■ TO DO ■
1: Write out the passage on the film Bunny O'Hare verbatim, taking everything from "Bunny O'Hare is" down to "a crime spree.".
2: Extend the article on the film Bunny O'Hare, picking up after its final sentence.

Bunny O'Hare is a 1971 American comedy film directed by Gerd Oswald, starring Bette Davis and Ernest Borgnine. The screenplay by Coslough Johnson and Stanley Z. Cherry focuses on a pair of senior citizens who, disguised as hippies, engage in a crime spree.

Plot
The title character, a widow whose savings have been depleted by her selfish, middle-aged children, Lulu and Ad, finds herself homeless when the bank forecloses on her mortgage. She becomes friendly with Bill Green, an aging itinerant salvaging the house's plumbing, who she soon discovers is really fugitive bank robber William Gruenwald. Hoping to recoup her losses from the bank that took her home, Bunny blackmails Bill into teaching her how to rob the institution in exchange for keeping his identity a secret. She wears a long blonde wig, oversized hat, and sunglasses, while he dons a fake beard, leather vest, and bell-bottom pants, and the two pull off the caper and escape on a 250cc Triumph TR25W Trophy motorcycle. Buoyed by their success, Bunny convinces Bill to join her in more heists, and the different modus operandi they use – setting free a canary to distract the guard, setting off smoke bombs – make it difficult for police lieutenant Horace Greeley and criminologist R. J. Hart to profile their suspects.

■ MATERIAL SHOWN ■

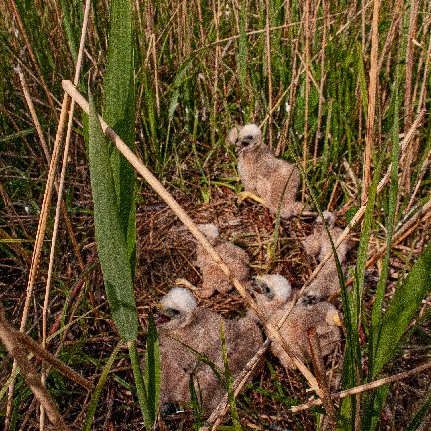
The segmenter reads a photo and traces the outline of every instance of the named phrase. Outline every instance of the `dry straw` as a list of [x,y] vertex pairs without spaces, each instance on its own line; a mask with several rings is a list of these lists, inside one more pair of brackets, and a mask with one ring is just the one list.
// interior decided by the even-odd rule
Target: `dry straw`
[[[377,85],[377,59],[378,56],[378,15],[379,0],[374,0],[373,12],[373,33],[371,40],[371,61],[367,103],[367,122],[365,128],[365,153],[362,177],[362,205],[368,195],[368,181],[371,164],[371,150],[374,136],[374,113],[376,107],[376,88]],[[363,42],[363,39],[362,40]]]
[[[419,127],[419,125],[423,118],[426,112],[426,110],[425,109],[421,109],[421,111],[419,113],[419,114],[416,117],[416,119],[415,121],[415,122],[412,126],[412,127],[410,128],[410,130],[409,131],[407,135],[406,136],[404,140],[401,143],[401,148],[400,152],[400,155],[402,157],[403,153],[405,152],[407,146],[413,138],[413,137],[416,132],[416,131]],[[383,179],[378,184],[377,188],[378,194],[381,191],[385,185],[389,181],[389,178],[390,178],[391,172],[392,164],[391,163],[389,165],[387,172],[386,172],[386,174],[383,178]],[[341,234],[341,236],[338,238],[338,240],[337,240],[337,242],[334,244],[336,249],[337,249],[340,244],[343,242],[343,241],[345,239],[347,235],[348,235],[349,233],[350,232],[350,231],[353,228],[353,226],[355,226],[355,225],[356,225],[356,224],[360,220],[361,220],[362,217],[365,213],[365,209],[366,208],[366,202],[364,205],[359,209],[350,221],[350,222],[346,227]],[[331,256],[332,256],[333,253],[333,252],[332,250],[331,250],[331,251],[329,252],[326,256],[325,256],[323,260],[319,264],[319,265],[318,265],[317,268],[315,269],[315,270],[312,273],[311,275],[307,279],[306,281],[304,284],[304,285],[302,287],[298,293],[296,298],[295,298],[295,299],[294,300],[289,308],[286,311],[284,315],[280,319],[280,320],[278,321],[278,322],[277,323],[276,327],[278,329],[279,329],[281,327],[281,325],[287,318],[289,315],[290,313],[290,312],[293,309],[294,307],[295,306],[297,303],[298,302],[298,300],[299,300],[299,298],[300,297],[301,295],[303,294],[303,293],[306,288],[307,286],[309,285],[311,282],[315,278],[319,272],[323,267],[325,264],[329,259]],[[232,385],[232,388],[235,391],[235,393],[236,393],[237,390],[239,392],[239,390],[240,389],[240,388],[244,386],[246,381],[247,381],[247,378],[250,375],[253,367],[254,367],[254,365],[257,363],[262,356],[263,356],[266,349],[268,347],[269,347],[273,340],[274,337],[272,336],[272,335],[270,335],[269,337],[265,340],[265,342],[264,343],[262,347],[259,349],[253,357],[252,358],[252,359],[249,362],[249,363],[247,364],[247,365],[246,365],[244,369],[243,370],[243,371],[240,374],[238,378],[234,382],[234,384]],[[237,384],[237,382],[238,382]],[[311,386],[311,387],[314,387]],[[214,410],[214,411],[212,412],[212,414],[207,420],[206,422],[205,423],[205,425],[201,428],[201,431],[207,431],[207,430],[209,429],[209,426],[211,424],[214,422],[214,421],[217,418],[217,416],[222,412],[226,408],[226,406],[227,403],[227,394],[226,394],[222,401],[220,401],[217,408]]]
[[[390,376],[389,377],[385,377],[384,378],[381,379],[380,380],[377,380],[375,381],[372,381],[370,383],[366,383],[365,384],[361,385],[360,386],[357,386],[356,387],[353,387],[351,389],[347,389],[346,390],[342,390],[340,392],[337,392],[336,394],[333,394],[331,396],[331,397],[333,400],[339,400],[340,398],[344,398],[345,397],[348,397],[349,395],[353,395],[355,394],[359,394],[363,392],[365,390],[369,390],[370,389],[374,389],[379,386],[382,386],[384,384],[387,384],[388,383],[392,383],[394,381],[397,381],[404,378],[406,378],[414,374],[420,373],[421,371],[424,371],[429,368],[431,368],[431,362],[427,362],[423,365],[419,365],[412,370],[409,370],[408,371],[405,371],[404,372],[400,373],[399,374],[396,374],[395,375]],[[303,410],[309,409],[310,407],[315,407],[317,406],[321,406],[322,401],[320,399],[313,400],[312,401],[309,401],[308,403],[304,403],[303,404],[299,406],[292,406],[291,410],[294,413],[298,412],[301,412]]]

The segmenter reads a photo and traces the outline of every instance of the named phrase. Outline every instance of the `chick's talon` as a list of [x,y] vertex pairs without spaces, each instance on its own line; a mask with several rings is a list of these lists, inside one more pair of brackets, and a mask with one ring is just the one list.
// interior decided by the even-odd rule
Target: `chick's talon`
[[250,199],[253,199],[253,200],[255,200],[256,202],[258,202],[259,203],[262,204],[264,206],[266,206],[265,205],[265,201],[261,198],[259,197],[259,196],[256,196],[256,195],[252,193],[250,191],[241,191],[238,194],[238,199],[237,200],[237,204],[238,205],[240,205],[242,203],[243,201],[245,199],[247,199],[247,198],[249,198]]
[[341,322],[340,320],[340,316],[338,314],[334,314],[332,316],[332,320],[334,321],[334,323],[337,325],[337,326],[341,326]]

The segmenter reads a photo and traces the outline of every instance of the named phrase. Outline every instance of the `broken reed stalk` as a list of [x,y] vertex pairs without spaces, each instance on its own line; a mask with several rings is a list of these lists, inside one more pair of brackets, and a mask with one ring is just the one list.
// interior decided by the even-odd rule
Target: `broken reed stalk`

■ LIST OF ANSWERS ■
1:
Bunny O'Hare is a 1971 American comedy film directed by Gerd Oswald, starring Bette Davis and Ernest Borgnine. The screenplay by Coslough Johnson and Stanley Z. Cherry focuses on a pair of senior citizens who, disguised as hippies, engage in a crime spree.

2:
Cast
Bette Davis as Bunny O'Hare
Ernest Borgnine as Bill Green
Jack Cassidy as Lieutenant Greeley
Jay Robinson as John C. Rupert
Joan Delaney as R. J. Hart
John Astin as Ad
Reva Rose as Lulu

Production
The working titles for the film were Bunny and Claude, Bunny, Betty and Claude, and Bunny and Billy. The film marked the second on-screen pairing of Bette Davis and Ernest Borgnine, who co-starred in The Catered Affair in 1956. The American International Pictures release was filmed partially on location in Belen and Albuquerque. New Mexico Governor David F. Cargo made a cameo appearance as a state trooper.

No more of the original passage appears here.